:: AIM OF THE TASK ::
Beginning at the line that contains "sleeveless shirt in this photo." and ending at the last line of the entries, write out each line exactly; include nothing outside that span.

:: RECORDS SHOWN ::
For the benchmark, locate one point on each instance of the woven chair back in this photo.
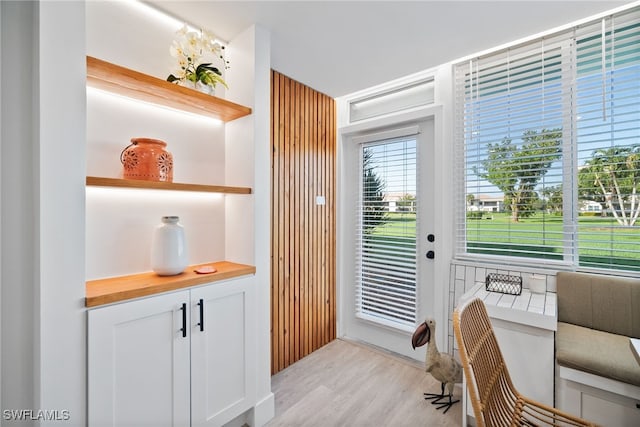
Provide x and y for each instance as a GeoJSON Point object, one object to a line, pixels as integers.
{"type": "Point", "coordinates": [495, 400]}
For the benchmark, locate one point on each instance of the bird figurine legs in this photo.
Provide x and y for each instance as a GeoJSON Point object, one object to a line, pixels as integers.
{"type": "Point", "coordinates": [442, 366]}
{"type": "Point", "coordinates": [436, 396]}
{"type": "Point", "coordinates": [438, 399]}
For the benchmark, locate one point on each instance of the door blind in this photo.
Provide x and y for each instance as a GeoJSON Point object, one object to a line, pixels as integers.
{"type": "Point", "coordinates": [386, 233]}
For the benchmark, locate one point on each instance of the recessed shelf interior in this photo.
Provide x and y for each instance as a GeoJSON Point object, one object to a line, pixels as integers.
{"type": "Point", "coordinates": [133, 84]}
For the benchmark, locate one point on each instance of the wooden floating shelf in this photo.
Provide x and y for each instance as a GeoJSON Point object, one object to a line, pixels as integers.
{"type": "Point", "coordinates": [115, 289]}
{"type": "Point", "coordinates": [133, 84]}
{"type": "Point", "coordinates": [157, 185]}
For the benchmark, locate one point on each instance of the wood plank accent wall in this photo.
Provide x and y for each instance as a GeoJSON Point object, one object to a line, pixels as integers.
{"type": "Point", "coordinates": [303, 234]}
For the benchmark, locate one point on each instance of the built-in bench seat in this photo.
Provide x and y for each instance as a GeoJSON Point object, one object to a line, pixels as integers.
{"type": "Point", "coordinates": [597, 352]}
{"type": "Point", "coordinates": [598, 377]}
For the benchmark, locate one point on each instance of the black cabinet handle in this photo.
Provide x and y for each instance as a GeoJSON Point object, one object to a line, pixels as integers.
{"type": "Point", "coordinates": [184, 319]}
{"type": "Point", "coordinates": [201, 324]}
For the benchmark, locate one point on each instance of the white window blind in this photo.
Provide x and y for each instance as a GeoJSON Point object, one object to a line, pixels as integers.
{"type": "Point", "coordinates": [608, 142]}
{"type": "Point", "coordinates": [386, 233]}
{"type": "Point", "coordinates": [548, 137]}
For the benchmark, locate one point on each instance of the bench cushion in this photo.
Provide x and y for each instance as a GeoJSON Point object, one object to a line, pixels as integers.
{"type": "Point", "coordinates": [597, 352]}
{"type": "Point", "coordinates": [604, 302]}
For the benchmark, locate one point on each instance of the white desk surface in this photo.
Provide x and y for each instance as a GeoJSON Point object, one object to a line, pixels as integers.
{"type": "Point", "coordinates": [635, 347]}
{"type": "Point", "coordinates": [538, 310]}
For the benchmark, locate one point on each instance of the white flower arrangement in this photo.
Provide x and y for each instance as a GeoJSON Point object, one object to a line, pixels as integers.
{"type": "Point", "coordinates": [194, 52]}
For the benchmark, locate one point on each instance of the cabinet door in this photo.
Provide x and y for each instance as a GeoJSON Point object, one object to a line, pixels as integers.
{"type": "Point", "coordinates": [222, 351]}
{"type": "Point", "coordinates": [138, 368]}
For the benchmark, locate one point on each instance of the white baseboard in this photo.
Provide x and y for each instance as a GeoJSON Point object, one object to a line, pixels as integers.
{"type": "Point", "coordinates": [264, 411]}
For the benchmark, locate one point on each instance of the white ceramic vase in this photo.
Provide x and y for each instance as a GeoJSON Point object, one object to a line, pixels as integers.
{"type": "Point", "coordinates": [168, 248]}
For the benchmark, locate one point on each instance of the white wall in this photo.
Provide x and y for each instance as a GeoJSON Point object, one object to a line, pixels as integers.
{"type": "Point", "coordinates": [251, 86]}
{"type": "Point", "coordinates": [18, 204]}
{"type": "Point", "coordinates": [120, 222]}
{"type": "Point", "coordinates": [43, 335]}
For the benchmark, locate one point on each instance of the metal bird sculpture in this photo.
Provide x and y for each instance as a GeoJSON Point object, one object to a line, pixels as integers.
{"type": "Point", "coordinates": [443, 367]}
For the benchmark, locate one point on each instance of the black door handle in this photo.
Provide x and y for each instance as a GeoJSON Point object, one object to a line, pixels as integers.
{"type": "Point", "coordinates": [184, 319]}
{"type": "Point", "coordinates": [201, 323]}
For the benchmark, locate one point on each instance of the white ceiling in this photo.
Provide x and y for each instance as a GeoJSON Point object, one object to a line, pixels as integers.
{"type": "Point", "coordinates": [340, 47]}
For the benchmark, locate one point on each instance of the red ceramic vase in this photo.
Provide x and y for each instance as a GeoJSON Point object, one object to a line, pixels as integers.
{"type": "Point", "coordinates": [146, 159]}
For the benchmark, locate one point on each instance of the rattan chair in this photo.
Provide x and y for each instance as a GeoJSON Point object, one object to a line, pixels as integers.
{"type": "Point", "coordinates": [495, 400]}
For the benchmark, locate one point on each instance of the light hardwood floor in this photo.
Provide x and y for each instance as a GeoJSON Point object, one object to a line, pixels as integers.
{"type": "Point", "coordinates": [350, 384]}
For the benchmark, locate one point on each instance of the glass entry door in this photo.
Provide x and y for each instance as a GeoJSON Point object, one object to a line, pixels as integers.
{"type": "Point", "coordinates": [387, 278]}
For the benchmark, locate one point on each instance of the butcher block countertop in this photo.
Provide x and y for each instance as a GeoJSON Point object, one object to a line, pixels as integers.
{"type": "Point", "coordinates": [116, 289]}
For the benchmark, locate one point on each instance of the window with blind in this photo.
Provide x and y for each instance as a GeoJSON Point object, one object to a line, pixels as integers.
{"type": "Point", "coordinates": [548, 144]}
{"type": "Point", "coordinates": [386, 233]}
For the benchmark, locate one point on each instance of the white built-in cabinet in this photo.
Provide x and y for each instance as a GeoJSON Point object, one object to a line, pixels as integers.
{"type": "Point", "coordinates": [176, 359]}
{"type": "Point", "coordinates": [170, 350]}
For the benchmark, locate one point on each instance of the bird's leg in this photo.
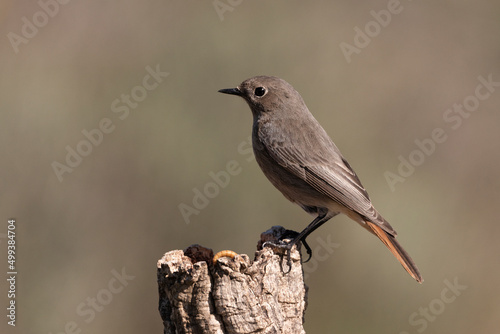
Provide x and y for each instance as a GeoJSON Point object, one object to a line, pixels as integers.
{"type": "Point", "coordinates": [317, 222]}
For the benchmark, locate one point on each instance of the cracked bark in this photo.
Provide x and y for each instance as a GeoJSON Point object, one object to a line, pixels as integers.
{"type": "Point", "coordinates": [234, 295]}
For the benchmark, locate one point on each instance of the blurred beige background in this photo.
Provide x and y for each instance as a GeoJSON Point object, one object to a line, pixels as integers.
{"type": "Point", "coordinates": [117, 211]}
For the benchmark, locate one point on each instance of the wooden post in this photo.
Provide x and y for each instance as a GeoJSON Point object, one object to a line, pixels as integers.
{"type": "Point", "coordinates": [233, 295]}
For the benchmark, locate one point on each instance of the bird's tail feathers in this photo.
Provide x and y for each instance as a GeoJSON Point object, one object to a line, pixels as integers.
{"type": "Point", "coordinates": [397, 251]}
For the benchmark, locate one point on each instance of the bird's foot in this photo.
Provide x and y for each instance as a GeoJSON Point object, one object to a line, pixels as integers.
{"type": "Point", "coordinates": [288, 245]}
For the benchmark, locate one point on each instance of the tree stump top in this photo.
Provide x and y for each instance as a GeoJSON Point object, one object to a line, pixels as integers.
{"type": "Point", "coordinates": [234, 295]}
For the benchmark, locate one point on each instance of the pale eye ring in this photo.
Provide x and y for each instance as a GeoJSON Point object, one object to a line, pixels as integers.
{"type": "Point", "coordinates": [259, 91]}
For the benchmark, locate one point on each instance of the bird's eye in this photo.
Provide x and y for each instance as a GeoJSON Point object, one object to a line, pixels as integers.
{"type": "Point", "coordinates": [260, 91]}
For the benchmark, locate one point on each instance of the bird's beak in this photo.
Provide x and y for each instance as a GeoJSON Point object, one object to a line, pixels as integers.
{"type": "Point", "coordinates": [232, 91]}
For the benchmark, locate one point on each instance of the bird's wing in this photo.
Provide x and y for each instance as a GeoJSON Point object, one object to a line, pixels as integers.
{"type": "Point", "coordinates": [319, 162]}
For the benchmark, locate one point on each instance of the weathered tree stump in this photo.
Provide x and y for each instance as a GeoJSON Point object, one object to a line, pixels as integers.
{"type": "Point", "coordinates": [233, 295]}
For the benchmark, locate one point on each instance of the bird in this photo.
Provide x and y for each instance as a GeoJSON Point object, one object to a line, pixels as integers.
{"type": "Point", "coordinates": [298, 157]}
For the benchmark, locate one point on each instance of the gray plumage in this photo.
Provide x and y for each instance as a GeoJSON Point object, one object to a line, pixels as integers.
{"type": "Point", "coordinates": [299, 158]}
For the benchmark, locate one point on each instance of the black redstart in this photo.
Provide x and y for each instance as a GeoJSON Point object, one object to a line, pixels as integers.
{"type": "Point", "coordinates": [299, 158]}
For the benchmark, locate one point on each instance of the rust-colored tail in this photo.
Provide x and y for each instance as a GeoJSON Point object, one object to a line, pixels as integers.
{"type": "Point", "coordinates": [397, 251]}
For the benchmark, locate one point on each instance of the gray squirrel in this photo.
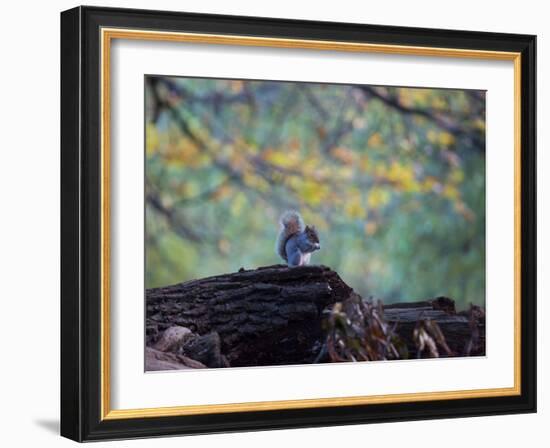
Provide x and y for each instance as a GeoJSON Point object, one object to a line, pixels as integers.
{"type": "Point", "coordinates": [296, 241]}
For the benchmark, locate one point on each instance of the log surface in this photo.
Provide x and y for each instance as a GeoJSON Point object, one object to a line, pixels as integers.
{"type": "Point", "coordinates": [274, 316]}
{"type": "Point", "coordinates": [266, 316]}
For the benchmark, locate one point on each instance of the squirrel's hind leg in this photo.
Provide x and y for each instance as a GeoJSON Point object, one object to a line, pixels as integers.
{"type": "Point", "coordinates": [295, 259]}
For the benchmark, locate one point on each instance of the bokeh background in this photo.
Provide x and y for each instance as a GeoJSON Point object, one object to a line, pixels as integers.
{"type": "Point", "coordinates": [392, 177]}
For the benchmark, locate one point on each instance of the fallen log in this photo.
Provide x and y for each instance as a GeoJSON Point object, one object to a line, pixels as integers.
{"type": "Point", "coordinates": [464, 331]}
{"type": "Point", "coordinates": [275, 316]}
{"type": "Point", "coordinates": [266, 316]}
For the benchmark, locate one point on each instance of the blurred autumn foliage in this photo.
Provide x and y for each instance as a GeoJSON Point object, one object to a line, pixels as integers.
{"type": "Point", "coordinates": [393, 178]}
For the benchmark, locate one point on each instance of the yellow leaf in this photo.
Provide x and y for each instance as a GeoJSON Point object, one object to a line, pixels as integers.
{"type": "Point", "coordinates": [375, 140]}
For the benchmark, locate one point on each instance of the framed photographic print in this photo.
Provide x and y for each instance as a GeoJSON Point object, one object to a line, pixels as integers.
{"type": "Point", "coordinates": [274, 223]}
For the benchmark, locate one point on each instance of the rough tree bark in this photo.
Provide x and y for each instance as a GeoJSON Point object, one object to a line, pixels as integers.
{"type": "Point", "coordinates": [266, 316]}
{"type": "Point", "coordinates": [274, 315]}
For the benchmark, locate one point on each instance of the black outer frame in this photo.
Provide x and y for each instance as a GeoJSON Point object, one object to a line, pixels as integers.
{"type": "Point", "coordinates": [81, 223]}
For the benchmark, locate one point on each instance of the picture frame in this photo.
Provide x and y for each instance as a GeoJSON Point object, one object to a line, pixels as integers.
{"type": "Point", "coordinates": [86, 209]}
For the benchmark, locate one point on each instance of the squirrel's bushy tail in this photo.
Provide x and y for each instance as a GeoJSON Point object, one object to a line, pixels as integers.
{"type": "Point", "coordinates": [291, 223]}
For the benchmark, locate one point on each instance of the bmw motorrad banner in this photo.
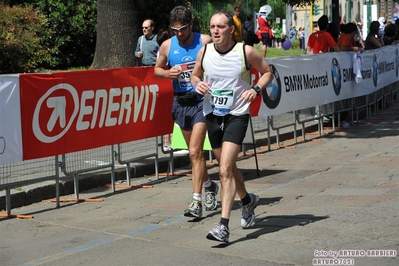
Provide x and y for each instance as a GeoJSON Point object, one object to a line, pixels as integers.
{"type": "Point", "coordinates": [10, 121]}
{"type": "Point", "coordinates": [50, 114]}
{"type": "Point", "coordinates": [310, 80]}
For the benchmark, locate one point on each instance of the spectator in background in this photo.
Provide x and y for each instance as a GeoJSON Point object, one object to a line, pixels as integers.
{"type": "Point", "coordinates": [346, 41]}
{"type": "Point", "coordinates": [237, 24]}
{"type": "Point", "coordinates": [263, 29]}
{"type": "Point", "coordinates": [270, 43]}
{"type": "Point", "coordinates": [397, 26]}
{"type": "Point", "coordinates": [293, 33]}
{"type": "Point", "coordinates": [391, 31]}
{"type": "Point", "coordinates": [382, 20]}
{"type": "Point", "coordinates": [373, 39]}
{"type": "Point", "coordinates": [321, 41]}
{"type": "Point", "coordinates": [147, 46]}
{"type": "Point", "coordinates": [358, 35]}
{"type": "Point", "coordinates": [301, 37]}
{"type": "Point", "coordinates": [248, 30]}
{"type": "Point", "coordinates": [279, 32]}
{"type": "Point", "coordinates": [273, 31]}
{"type": "Point", "coordinates": [332, 29]}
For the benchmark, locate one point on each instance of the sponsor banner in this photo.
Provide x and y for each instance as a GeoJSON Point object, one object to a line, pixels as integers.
{"type": "Point", "coordinates": [310, 80]}
{"type": "Point", "coordinates": [10, 122]}
{"type": "Point", "coordinates": [71, 111]}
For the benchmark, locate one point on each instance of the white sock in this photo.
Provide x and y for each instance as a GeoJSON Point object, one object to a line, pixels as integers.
{"type": "Point", "coordinates": [208, 183]}
{"type": "Point", "coordinates": [197, 196]}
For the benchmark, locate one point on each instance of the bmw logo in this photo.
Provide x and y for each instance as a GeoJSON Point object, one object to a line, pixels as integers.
{"type": "Point", "coordinates": [272, 94]}
{"type": "Point", "coordinates": [336, 76]}
{"type": "Point", "coordinates": [375, 70]}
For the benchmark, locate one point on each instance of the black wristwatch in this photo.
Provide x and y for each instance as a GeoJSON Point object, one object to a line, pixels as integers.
{"type": "Point", "coordinates": [256, 88]}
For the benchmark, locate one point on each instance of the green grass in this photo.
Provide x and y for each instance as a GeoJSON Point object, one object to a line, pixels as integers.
{"type": "Point", "coordinates": [279, 52]}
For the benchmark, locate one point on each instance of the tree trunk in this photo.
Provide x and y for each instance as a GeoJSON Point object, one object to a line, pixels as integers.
{"type": "Point", "coordinates": [116, 34]}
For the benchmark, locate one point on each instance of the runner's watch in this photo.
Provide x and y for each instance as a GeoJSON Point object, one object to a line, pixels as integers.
{"type": "Point", "coordinates": [256, 88]}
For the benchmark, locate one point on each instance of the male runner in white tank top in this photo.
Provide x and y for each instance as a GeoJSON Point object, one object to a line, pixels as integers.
{"type": "Point", "coordinates": [222, 75]}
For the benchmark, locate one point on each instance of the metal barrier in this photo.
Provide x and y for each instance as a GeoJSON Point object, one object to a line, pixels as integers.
{"type": "Point", "coordinates": [136, 151]}
{"type": "Point", "coordinates": [74, 164]}
{"type": "Point", "coordinates": [29, 172]}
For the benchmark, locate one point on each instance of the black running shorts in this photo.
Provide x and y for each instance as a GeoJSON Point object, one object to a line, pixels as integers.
{"type": "Point", "coordinates": [226, 128]}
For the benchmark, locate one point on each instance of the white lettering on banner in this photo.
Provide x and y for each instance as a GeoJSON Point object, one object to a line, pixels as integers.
{"type": "Point", "coordinates": [348, 74]}
{"type": "Point", "coordinates": [385, 66]}
{"type": "Point", "coordinates": [110, 111]}
{"type": "Point", "coordinates": [366, 73]}
{"type": "Point", "coordinates": [293, 83]}
{"type": "Point", "coordinates": [300, 82]}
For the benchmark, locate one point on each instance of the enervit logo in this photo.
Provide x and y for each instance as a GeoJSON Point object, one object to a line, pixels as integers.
{"type": "Point", "coordinates": [272, 94]}
{"type": "Point", "coordinates": [94, 109]}
{"type": "Point", "coordinates": [336, 76]}
{"type": "Point", "coordinates": [375, 70]}
{"type": "Point", "coordinates": [58, 104]}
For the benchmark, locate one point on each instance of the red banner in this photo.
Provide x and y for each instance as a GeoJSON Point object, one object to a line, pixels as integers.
{"type": "Point", "coordinates": [71, 111]}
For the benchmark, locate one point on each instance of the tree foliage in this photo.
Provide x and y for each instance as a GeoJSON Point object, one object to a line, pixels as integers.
{"type": "Point", "coordinates": [72, 24]}
{"type": "Point", "coordinates": [22, 30]}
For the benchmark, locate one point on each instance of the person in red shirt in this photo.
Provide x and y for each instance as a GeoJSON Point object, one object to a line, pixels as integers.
{"type": "Point", "coordinates": [346, 41]}
{"type": "Point", "coordinates": [321, 41]}
{"type": "Point", "coordinates": [264, 29]}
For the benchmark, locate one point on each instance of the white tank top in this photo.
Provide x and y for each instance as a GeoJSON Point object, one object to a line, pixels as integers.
{"type": "Point", "coordinates": [229, 77]}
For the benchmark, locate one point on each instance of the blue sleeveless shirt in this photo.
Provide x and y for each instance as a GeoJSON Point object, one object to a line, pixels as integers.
{"type": "Point", "coordinates": [184, 57]}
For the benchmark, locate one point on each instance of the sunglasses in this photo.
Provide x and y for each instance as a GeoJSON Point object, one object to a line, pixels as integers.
{"type": "Point", "coordinates": [182, 28]}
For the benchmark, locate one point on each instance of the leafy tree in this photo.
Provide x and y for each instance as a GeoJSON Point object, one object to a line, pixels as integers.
{"type": "Point", "coordinates": [21, 35]}
{"type": "Point", "coordinates": [72, 24]}
{"type": "Point", "coordinates": [73, 27]}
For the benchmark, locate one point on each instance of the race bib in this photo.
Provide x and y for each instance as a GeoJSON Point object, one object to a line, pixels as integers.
{"type": "Point", "coordinates": [222, 100]}
{"type": "Point", "coordinates": [185, 74]}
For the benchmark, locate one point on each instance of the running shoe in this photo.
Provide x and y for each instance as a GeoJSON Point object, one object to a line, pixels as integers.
{"type": "Point", "coordinates": [210, 197]}
{"type": "Point", "coordinates": [194, 210]}
{"type": "Point", "coordinates": [219, 233]}
{"type": "Point", "coordinates": [248, 214]}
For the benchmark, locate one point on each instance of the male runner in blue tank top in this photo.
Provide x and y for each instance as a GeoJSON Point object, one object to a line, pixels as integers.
{"type": "Point", "coordinates": [222, 75]}
{"type": "Point", "coordinates": [176, 61]}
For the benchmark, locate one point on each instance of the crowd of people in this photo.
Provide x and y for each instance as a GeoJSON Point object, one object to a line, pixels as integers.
{"type": "Point", "coordinates": [211, 79]}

:: FULL RESPONSE ::
For the benchmark, locate one point on each instance of the blue sleeveless shirt in this photo.
Provide x and y for each instance as a GeoJSON Point object, one object to a line, pixels as integers.
{"type": "Point", "coordinates": [184, 57]}
For the benchmark, locate one point on each instance of the sunglasses in this photo.
Provide x and y for each instance as a GeoJSON Point object, one object to a line, pixels as integers.
{"type": "Point", "coordinates": [182, 28]}
For the benchmark, locate one point on each instance of the leafy tree in this photo.
Provide x and y for each instance as a GeoJSON Point object, one object to a line, pixels as integers.
{"type": "Point", "coordinates": [21, 35]}
{"type": "Point", "coordinates": [72, 24]}
{"type": "Point", "coordinates": [73, 27]}
For the benchmark, locate one point on each instance of the race bib in this photo.
Provide x and y for each instance as a GeoJSON Point object, one object to a line, pixels as integers.
{"type": "Point", "coordinates": [222, 100]}
{"type": "Point", "coordinates": [185, 74]}
For the benchmark, locate one point on each instance of the running shoe in this photo.
Provide x and y for each instance as a GeoJSON Point object, one object to a line, pixels as integers.
{"type": "Point", "coordinates": [210, 197]}
{"type": "Point", "coordinates": [194, 210]}
{"type": "Point", "coordinates": [219, 233]}
{"type": "Point", "coordinates": [248, 214]}
For the benchmark, locate one point on each instance of the male runner in blue tank top in this photo.
Provide x and y for each instance as a GeoJSON Point object, one object to a line, pixels as integers.
{"type": "Point", "coordinates": [222, 75]}
{"type": "Point", "coordinates": [176, 61]}
For the benchmark, locate one point on each instance of the crowd of people in this photo.
Provide x and y for each instance as a GeoJSON Point object, one object to a line, pixels as integers.
{"type": "Point", "coordinates": [211, 79]}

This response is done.